[Opening Excerpt to read section]
Estimates – Case study – Solution

  • In its opening Ind AS Balance Sheet at 1 Apr 2014 and in its comparative statement of financial position at 31 Mar 2013, entity A:

1.Estimates for accrued expenses & provisions:

  • Accounting for those overestimates and underestimates involves routine adjustment of estimates as per Ind AS 8.
  • Previous estimates for accrued expenses and provisions not adjusted

2.Provision for court case:

Assumption 1 – Previous GAAP was consistent with Ind AS 37.

  • Entity A concluded that the recognition criteria were not met.
  • In this case, Entity A’s assumptions as per Ind ASs are consistent with its assumptions as per previous GAAP.
  • Entity A does not recognise a provision at 31 Mar 2014.

Assumption 2 – Previous GAAP was not consistent with Ind AS 37.

  • Estimates are made as per Ind AS 37.
  • As per Ind AS 37, determine whether an obligation exists at the end of the reporting period by taking account of all available evidence, including any additional evidence provided by events after the reporting period.
  • As per Ind AS 10 the resolution of a court case after the reporting period is an adjusting event after the reporting period if it confirms that the entity had a present obligation at that date.
  • The resolution of the court case confirms that entity A had a liability in September 2013 when the events occurred that gave rise to the court case.
  • So Entity A recognises a provision at 31 Mar 20X4.
  • Entity A measures that provision by discounting Rs.1,00,000 paid on 10 July 2015 to its present value, using a discount rate that complies with Ind AS 37 and reflects market conditions at 31 Mar 2014.
  1. Accounting for pension plan:
  • Makes estimates (in the form of actuarial assumptions) necessary to account for the pension plan as per Ind AS 19 Employee Benefits.
  • Entity A’s actuarial assumptions at 1 January 20X4 and 31 December 20X4 do not reflect conditions that arose after those dates.

For example, entity A’s:

  1. discount rates at 1 January 20X4 and 31 December 20X4 for the pension plan and for provisions reflect market conditions at those dates; and
  2. actuarial assumptions at 1 January 20X4 and 31 December 20X4 about future employee turnover rates do not reflect conditions that arose after those dates — such as a significant increase in estimated employee turnover rates as a result of a curtailment of the pension plan in 20X5.
  • The difference is adjusted in the opening balance sheet.

Estimates – do not override other Ind ASs

  • Estimates as per Ind AS 101 do not override requirements in other Ind ASs that base classifications or measurements on circumstances existing at a particular date.
[Closing Excerpt to read section]
Instructions to follow: Rewrite the case study from "Assumption 2 –" up to and including "the court case.", putting "lawsuit" in place of "court case". You won't need the material at all.
[Opening Supplied data section]
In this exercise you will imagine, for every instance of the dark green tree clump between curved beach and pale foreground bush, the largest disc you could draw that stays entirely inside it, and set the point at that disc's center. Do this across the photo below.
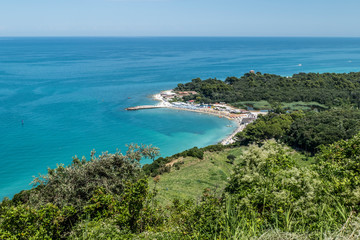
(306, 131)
[Closing Supplied data section]
[Opening Supplied data section]
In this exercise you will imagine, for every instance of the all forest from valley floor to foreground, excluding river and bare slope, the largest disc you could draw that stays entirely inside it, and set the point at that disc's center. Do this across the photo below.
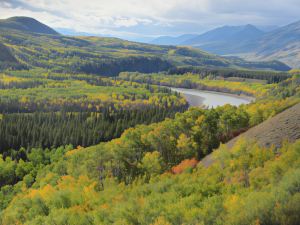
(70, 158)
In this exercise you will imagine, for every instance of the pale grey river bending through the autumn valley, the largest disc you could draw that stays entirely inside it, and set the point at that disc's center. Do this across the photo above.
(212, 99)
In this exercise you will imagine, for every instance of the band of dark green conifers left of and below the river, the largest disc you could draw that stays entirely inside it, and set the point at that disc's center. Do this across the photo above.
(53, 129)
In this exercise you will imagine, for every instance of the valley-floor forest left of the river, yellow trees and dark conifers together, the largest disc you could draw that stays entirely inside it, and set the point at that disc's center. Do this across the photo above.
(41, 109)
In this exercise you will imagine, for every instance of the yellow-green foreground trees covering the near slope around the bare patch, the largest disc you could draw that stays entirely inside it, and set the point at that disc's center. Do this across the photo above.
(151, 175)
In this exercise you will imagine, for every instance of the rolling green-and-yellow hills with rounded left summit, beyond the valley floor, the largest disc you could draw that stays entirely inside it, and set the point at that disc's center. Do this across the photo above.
[Closing Supplied data section]
[Opening Supplied data section]
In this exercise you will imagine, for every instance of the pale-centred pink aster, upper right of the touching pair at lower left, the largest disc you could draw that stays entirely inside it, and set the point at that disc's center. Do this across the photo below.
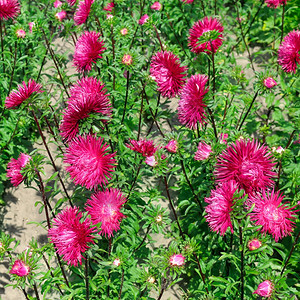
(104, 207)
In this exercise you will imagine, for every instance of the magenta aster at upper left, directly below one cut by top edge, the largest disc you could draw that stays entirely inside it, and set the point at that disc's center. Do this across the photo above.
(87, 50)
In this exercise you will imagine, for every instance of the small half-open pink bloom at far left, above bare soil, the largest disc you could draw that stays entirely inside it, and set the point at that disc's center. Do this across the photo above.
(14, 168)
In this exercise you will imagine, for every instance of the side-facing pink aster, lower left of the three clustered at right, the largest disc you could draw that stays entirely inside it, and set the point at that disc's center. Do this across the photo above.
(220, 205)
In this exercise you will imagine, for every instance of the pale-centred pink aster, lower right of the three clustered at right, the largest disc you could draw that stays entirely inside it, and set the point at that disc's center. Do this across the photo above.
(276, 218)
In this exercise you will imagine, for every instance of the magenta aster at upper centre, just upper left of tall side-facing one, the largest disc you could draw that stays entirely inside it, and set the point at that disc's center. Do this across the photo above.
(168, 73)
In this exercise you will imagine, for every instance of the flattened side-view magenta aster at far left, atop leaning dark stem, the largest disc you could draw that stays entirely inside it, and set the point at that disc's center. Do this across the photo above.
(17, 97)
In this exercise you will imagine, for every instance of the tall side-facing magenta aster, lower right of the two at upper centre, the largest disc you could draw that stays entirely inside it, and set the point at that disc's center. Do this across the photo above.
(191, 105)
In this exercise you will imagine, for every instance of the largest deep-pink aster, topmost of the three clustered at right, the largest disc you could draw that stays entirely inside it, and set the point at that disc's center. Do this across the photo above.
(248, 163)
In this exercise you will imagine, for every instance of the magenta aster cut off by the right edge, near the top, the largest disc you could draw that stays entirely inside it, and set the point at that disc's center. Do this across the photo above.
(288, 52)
[Closing Supplied data section]
Solution to this task:
Assumption 2 – Previous GAAP was not consistent with Ind AS 37.

  • Estimates are made as per Ind AS 37.
  • As per Ind AS 37, determine whether an obligation exists at the end of the reporting period by taking account of all available evidence, including any additional evidence provided by events after the reporting period.
  • As per Ind AS 10 the resolution of a lawsuit after the reporting period is an adjusting event after the reporting period if it confirms that the entity had a present obligation at that date.
  • The resolution of the lawsuit confirms that entity A had a liability in September 2013 when the events occurred that gave rise to the lawsuit.